Uncomment every line shown below, and add a connection string for every instance/server you would like to monitor in the [[inputs.sqlserver]] section. When editing telegraf.conf in the vi editor, search for [[inputs.sqlserver]] by typing “/” followed by “inputs.sqlserver”. Ensure the URL and database name for InfluxDB in the outputs.influxdb section are correct.

servers = [";User Id=telegraf;Password=MyComplexPassword1!;app name=telegraf;"
,";User Id=telegraf;Password=MyComplexPassword1!;app name=telegraf;"]

query_version = 2

urls = [""]
database = "telegraf"

c. Note that the default polling interval in Telegraf is 10 seconds. If you want to change this, i.e. for more precise metrics, you will have to change the interval parameter in the [agent] section in the telegraf.conf file.

d. Once the changes are made, start the service.

sudo systemctl start telegraf

e. Confirm that Telegraf is running.

sudo systemctl status telegraf

Step 9
In Grafana, create the data source for InfluxDB, and import Managed Instance dashboards.

In this step, [GRAFANA_HOSTNAME_OR_IP_ADDRESS] refers to the public hostname or IP address of the Grafana VM, and [INFLUXDB_HOSTNAME_OR_IP_ADDRESS] refers to the hostname or IP address of the InfluxDB VM (either public or private) that is accessible from the Grafana VM. If using a single VM for all components, these values are the same.

a. Browse to your Grafana instance - http://[GRAFANA_IP_ADDRESS_OR_SERVERNAME]:3000.

Login with the default user admin with password admin . Grafana will prompt you to change the password on first login.

• **Set task 1**: In the monitoring setup guide, what is Telegraf's default polling interval?
• **Set task 2**: Write the next part of the monitoring setup guide, starting after its final sentence.

• **Entries**:

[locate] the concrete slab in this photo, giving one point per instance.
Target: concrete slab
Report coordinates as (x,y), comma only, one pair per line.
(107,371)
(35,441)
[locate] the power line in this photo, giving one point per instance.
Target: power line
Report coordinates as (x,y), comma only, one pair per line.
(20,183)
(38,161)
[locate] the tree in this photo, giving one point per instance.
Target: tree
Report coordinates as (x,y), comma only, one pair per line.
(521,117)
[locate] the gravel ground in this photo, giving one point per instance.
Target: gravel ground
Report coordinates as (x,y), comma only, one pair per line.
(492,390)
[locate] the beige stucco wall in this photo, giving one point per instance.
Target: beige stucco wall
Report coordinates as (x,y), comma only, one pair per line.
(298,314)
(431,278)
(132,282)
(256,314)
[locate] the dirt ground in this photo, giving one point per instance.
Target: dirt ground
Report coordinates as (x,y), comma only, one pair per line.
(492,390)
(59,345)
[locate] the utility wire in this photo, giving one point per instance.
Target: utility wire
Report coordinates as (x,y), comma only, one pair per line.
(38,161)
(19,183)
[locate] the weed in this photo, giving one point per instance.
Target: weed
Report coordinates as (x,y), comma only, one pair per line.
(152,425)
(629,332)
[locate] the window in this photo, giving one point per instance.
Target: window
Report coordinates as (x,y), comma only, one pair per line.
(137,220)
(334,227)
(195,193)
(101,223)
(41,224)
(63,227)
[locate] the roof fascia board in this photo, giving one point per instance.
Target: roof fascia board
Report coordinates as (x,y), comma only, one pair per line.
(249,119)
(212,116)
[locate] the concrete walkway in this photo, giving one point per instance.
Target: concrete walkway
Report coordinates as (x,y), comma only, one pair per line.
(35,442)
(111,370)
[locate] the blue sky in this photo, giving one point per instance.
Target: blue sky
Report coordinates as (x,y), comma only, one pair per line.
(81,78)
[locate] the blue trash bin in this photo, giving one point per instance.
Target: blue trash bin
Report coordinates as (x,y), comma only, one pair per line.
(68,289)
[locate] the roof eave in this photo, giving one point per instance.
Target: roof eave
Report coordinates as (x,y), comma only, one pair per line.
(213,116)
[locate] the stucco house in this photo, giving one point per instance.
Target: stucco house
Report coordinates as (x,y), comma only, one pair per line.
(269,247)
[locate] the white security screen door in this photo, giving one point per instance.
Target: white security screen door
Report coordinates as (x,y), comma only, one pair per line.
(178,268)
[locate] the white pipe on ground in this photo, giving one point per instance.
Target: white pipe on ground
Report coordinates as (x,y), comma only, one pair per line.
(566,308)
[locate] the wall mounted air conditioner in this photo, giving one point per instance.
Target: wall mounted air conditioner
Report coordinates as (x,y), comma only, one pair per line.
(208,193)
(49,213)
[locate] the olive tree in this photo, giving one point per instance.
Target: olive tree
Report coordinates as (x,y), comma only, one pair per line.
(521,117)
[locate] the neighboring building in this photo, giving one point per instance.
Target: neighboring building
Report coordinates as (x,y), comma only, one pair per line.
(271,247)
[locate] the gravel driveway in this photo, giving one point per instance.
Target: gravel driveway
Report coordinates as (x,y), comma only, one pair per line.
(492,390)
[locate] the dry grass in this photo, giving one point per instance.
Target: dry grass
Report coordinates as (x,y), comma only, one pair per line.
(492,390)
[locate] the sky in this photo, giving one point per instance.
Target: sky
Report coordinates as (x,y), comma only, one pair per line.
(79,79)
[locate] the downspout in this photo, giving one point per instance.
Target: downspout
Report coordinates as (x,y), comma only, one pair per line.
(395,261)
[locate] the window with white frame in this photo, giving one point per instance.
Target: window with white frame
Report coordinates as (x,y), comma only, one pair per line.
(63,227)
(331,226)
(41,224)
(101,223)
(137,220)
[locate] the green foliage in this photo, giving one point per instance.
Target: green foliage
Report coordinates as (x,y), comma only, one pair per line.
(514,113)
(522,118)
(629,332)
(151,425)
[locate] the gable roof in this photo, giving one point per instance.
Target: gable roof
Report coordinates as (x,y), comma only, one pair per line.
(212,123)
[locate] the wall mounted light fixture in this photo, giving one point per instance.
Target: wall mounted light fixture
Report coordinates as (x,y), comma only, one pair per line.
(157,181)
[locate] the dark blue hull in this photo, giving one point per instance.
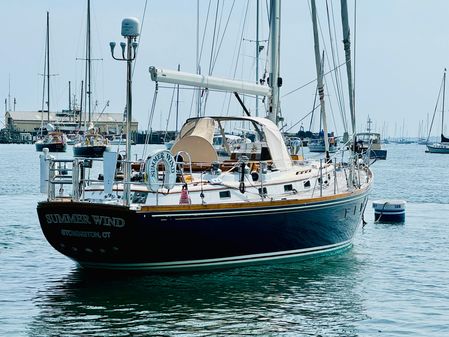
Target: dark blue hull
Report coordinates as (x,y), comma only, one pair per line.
(115,237)
(378,154)
(389,217)
(90,151)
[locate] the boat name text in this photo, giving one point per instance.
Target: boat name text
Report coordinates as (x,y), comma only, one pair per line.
(85,219)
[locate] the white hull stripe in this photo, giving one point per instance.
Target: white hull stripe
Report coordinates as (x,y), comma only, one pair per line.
(266,210)
(386,212)
(244,259)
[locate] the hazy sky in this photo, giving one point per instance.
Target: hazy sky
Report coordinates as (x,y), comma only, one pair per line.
(401,51)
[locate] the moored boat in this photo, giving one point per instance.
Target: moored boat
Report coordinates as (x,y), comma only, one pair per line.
(188,209)
(443,145)
(54,141)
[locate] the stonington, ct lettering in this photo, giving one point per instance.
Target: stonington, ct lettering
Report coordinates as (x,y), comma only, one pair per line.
(85,219)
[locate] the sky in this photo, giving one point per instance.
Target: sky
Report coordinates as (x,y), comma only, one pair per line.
(401,49)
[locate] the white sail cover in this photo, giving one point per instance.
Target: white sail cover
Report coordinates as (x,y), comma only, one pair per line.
(275,142)
(196,137)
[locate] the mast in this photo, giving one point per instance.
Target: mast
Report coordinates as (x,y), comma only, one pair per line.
(70,98)
(275,80)
(198,67)
(89,65)
(347,47)
(257,55)
(442,108)
(320,84)
(177,103)
(48,67)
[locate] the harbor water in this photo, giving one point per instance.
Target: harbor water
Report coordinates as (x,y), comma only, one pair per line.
(394,281)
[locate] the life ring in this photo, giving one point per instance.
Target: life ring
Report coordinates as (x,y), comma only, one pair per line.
(151,169)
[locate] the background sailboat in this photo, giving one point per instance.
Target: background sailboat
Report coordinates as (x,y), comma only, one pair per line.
(54,141)
(92,144)
(443,146)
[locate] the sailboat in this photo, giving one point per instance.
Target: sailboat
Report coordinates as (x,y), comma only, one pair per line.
(443,146)
(191,210)
(92,144)
(54,141)
(370,142)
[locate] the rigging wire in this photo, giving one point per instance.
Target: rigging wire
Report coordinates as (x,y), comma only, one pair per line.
(337,78)
(435,110)
(312,81)
(237,56)
(150,121)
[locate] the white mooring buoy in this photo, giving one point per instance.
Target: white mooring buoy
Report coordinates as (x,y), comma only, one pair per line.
(389,210)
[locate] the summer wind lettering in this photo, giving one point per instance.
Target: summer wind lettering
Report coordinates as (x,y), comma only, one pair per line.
(85,219)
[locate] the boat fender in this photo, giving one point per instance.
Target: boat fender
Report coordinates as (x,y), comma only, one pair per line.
(152,171)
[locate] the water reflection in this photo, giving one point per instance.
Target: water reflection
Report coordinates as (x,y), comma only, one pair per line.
(316,297)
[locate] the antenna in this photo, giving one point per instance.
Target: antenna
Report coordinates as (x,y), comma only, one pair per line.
(130,31)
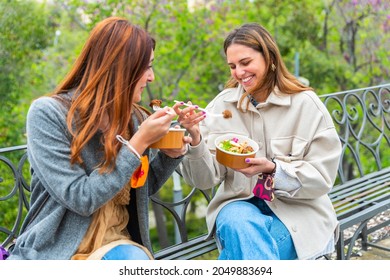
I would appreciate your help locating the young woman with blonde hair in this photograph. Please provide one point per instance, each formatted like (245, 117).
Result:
(299, 152)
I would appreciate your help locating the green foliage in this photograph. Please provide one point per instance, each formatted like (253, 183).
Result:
(25, 32)
(341, 45)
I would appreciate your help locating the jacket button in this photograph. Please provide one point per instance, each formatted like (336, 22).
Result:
(294, 228)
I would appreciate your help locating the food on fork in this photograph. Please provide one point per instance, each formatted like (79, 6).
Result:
(226, 113)
(155, 102)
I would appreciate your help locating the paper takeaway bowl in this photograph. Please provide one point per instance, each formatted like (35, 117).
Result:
(231, 159)
(172, 140)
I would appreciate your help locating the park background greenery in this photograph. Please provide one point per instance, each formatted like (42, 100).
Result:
(341, 45)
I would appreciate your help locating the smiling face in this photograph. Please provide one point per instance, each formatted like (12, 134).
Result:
(146, 78)
(247, 65)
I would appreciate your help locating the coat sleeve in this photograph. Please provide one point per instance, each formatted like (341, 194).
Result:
(71, 186)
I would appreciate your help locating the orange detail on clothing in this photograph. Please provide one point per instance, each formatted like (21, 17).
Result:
(141, 173)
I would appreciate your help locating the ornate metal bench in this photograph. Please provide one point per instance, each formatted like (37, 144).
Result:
(361, 192)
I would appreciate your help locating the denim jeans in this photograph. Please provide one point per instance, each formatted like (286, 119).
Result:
(126, 252)
(249, 230)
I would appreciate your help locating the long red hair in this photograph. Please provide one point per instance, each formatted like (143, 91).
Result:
(113, 59)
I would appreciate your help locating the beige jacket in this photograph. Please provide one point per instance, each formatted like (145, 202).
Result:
(295, 129)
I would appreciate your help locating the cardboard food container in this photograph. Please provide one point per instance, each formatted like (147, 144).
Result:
(172, 140)
(233, 159)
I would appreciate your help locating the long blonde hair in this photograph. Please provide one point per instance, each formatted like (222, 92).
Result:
(258, 38)
(113, 59)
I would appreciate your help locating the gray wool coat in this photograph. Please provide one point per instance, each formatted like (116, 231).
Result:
(64, 196)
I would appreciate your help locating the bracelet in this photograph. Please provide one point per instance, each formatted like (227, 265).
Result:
(122, 140)
(274, 170)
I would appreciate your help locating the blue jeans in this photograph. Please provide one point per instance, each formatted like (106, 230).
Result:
(126, 252)
(249, 230)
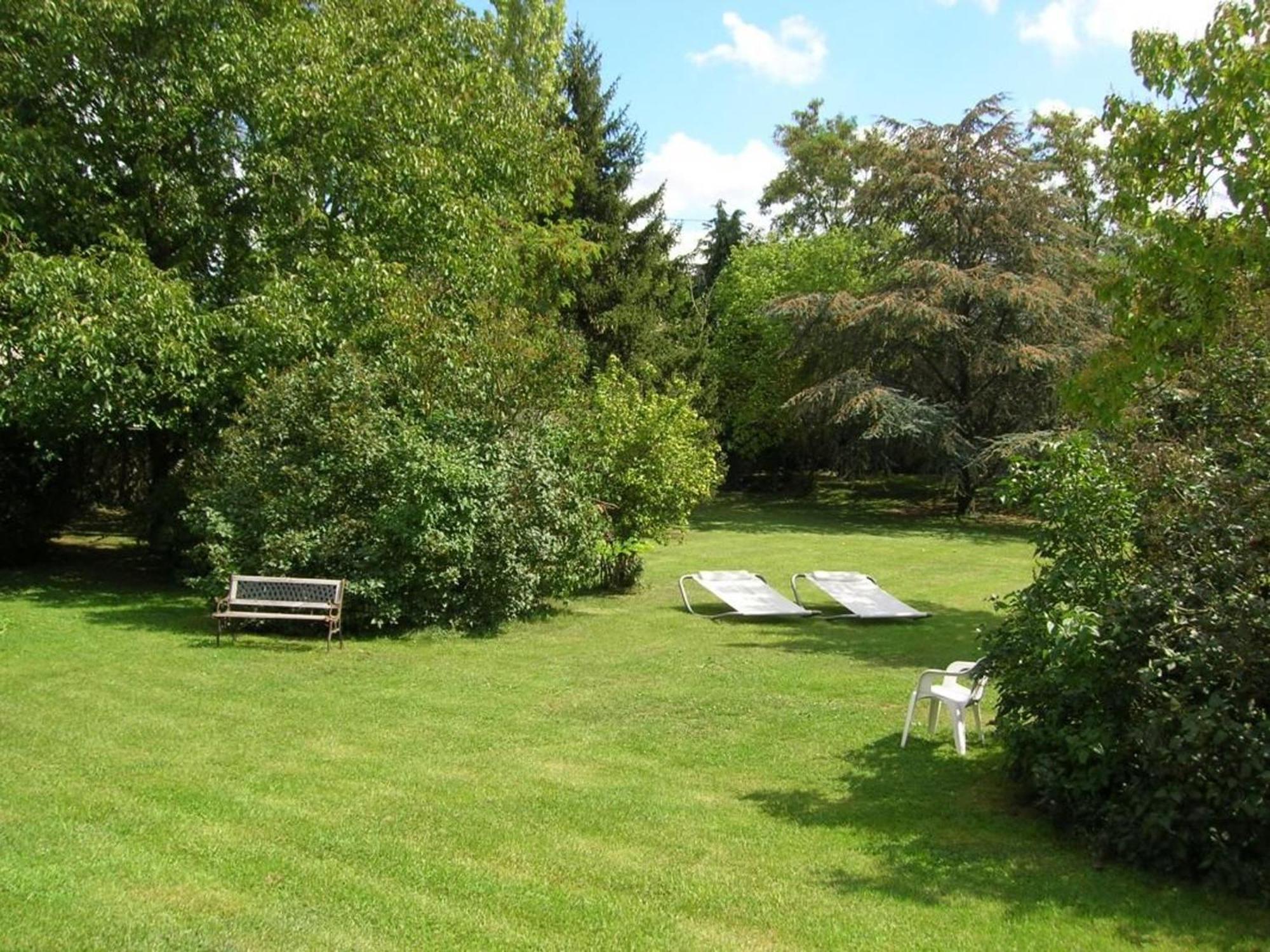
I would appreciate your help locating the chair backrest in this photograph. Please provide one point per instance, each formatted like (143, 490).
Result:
(979, 678)
(289, 593)
(747, 593)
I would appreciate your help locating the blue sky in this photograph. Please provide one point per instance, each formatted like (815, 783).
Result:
(709, 81)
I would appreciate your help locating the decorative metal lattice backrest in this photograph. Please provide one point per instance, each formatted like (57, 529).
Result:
(300, 592)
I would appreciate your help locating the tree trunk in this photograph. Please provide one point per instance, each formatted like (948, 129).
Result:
(966, 487)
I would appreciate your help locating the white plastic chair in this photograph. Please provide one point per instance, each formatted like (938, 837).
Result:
(944, 687)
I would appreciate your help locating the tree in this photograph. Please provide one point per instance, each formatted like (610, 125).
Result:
(1192, 197)
(636, 300)
(751, 369)
(987, 312)
(722, 237)
(382, 173)
(824, 164)
(1069, 145)
(1133, 672)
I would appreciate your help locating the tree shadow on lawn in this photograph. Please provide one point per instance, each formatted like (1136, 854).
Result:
(126, 590)
(846, 512)
(942, 827)
(948, 635)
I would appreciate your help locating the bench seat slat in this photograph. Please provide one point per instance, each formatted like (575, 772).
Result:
(285, 578)
(272, 604)
(272, 615)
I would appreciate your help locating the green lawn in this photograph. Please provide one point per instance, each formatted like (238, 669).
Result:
(617, 776)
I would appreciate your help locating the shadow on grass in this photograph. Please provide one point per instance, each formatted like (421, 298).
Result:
(949, 635)
(942, 827)
(260, 644)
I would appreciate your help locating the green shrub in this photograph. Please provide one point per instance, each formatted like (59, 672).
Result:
(1135, 673)
(37, 497)
(431, 520)
(650, 460)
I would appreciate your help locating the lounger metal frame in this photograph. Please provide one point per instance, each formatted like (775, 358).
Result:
(849, 614)
(717, 616)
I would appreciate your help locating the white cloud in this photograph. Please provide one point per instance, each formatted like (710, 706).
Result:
(698, 176)
(1069, 26)
(989, 6)
(1055, 27)
(797, 56)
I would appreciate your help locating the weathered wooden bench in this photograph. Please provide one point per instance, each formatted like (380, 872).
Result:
(266, 597)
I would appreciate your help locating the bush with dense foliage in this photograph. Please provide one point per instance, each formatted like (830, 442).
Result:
(750, 366)
(1135, 673)
(648, 459)
(432, 519)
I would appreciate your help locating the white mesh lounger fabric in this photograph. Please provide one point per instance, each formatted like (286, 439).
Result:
(745, 593)
(859, 595)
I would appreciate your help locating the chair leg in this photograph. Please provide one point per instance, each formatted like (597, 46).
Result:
(958, 729)
(909, 720)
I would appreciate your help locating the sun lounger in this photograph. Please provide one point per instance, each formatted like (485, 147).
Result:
(745, 593)
(859, 595)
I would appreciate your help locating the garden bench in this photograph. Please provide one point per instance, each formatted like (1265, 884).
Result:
(266, 597)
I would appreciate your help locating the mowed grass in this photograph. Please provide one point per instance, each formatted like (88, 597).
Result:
(617, 776)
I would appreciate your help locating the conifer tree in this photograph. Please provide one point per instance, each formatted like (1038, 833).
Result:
(722, 235)
(986, 310)
(636, 303)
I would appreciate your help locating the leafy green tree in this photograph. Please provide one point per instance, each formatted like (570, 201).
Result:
(332, 472)
(636, 303)
(650, 461)
(751, 367)
(824, 164)
(1192, 197)
(281, 177)
(1069, 145)
(1133, 672)
(990, 309)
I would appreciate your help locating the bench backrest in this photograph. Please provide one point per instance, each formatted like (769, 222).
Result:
(286, 593)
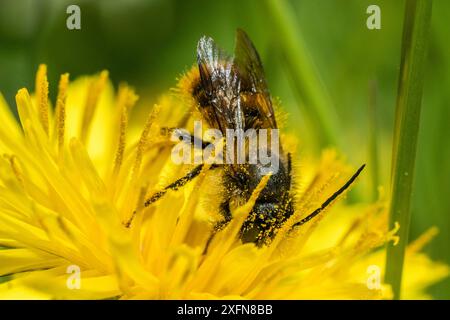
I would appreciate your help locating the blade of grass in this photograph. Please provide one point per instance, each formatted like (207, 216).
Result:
(415, 36)
(305, 78)
(373, 140)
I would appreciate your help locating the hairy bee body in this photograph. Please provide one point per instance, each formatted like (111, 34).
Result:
(232, 93)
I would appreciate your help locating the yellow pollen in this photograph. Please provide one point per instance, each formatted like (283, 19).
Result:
(42, 95)
(126, 100)
(95, 89)
(61, 111)
(16, 169)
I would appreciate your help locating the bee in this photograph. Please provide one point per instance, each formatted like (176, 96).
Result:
(232, 93)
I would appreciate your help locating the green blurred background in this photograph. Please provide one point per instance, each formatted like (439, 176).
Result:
(149, 43)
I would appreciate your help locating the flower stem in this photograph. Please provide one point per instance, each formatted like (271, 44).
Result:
(415, 36)
(373, 140)
(301, 69)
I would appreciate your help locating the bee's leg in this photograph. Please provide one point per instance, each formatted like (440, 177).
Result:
(330, 199)
(225, 211)
(183, 136)
(173, 186)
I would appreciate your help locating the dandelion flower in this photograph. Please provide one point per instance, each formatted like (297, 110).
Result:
(74, 175)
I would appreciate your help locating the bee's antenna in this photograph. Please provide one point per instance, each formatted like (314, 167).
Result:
(330, 199)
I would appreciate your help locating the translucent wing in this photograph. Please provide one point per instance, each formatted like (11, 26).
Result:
(221, 85)
(258, 109)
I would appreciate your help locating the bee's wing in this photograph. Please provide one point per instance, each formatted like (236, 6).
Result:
(253, 82)
(221, 84)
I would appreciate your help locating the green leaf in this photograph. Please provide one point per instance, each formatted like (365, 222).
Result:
(407, 117)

• **Exercise output 1**: 10 seconds.

• **Exercise output 2**:
b. Add a data source for InfluxDB. Detailed instructions are at

Click “Add data source”
Name: influxdb-01
Type: InfluxDB
URL: http://[INFLUXDB_HOSTNAME_OR_IP_ADDRESS]:8086. The default of http://localhost:8086 works if Grafana and InfluxDB are on the same machine; make sure to explicitly enter this URL in the field.
Database: telegraf

Click “Save & Test”. You should see the message “Data source is working”.

c. Download Grafana dashboard JSON definitions from the repo dashboards folder for all three dashboards, and then import them into Grafana. When importing each dashboard, make sure to use the dropdown labeled InfluxDB-01 to select the data source created in the previous step.
Step 10
Optionally, configure a retention policy for data in InfluxDB. By default, monitoring data is maintained indefinitely.

a. Start InfluxDB console.

sudo docker exec -it influxdb influx

b. View current retention policies in InfluxDB.

use telegraf;
show retention policies;

c. Create a retention policy and exit InfluxDB console.

create retention policy retain30days on telegraf duration 30d replication 1 default;

In this example, we created a 30-day retention policy for the telegraf database, setting it as the default policy.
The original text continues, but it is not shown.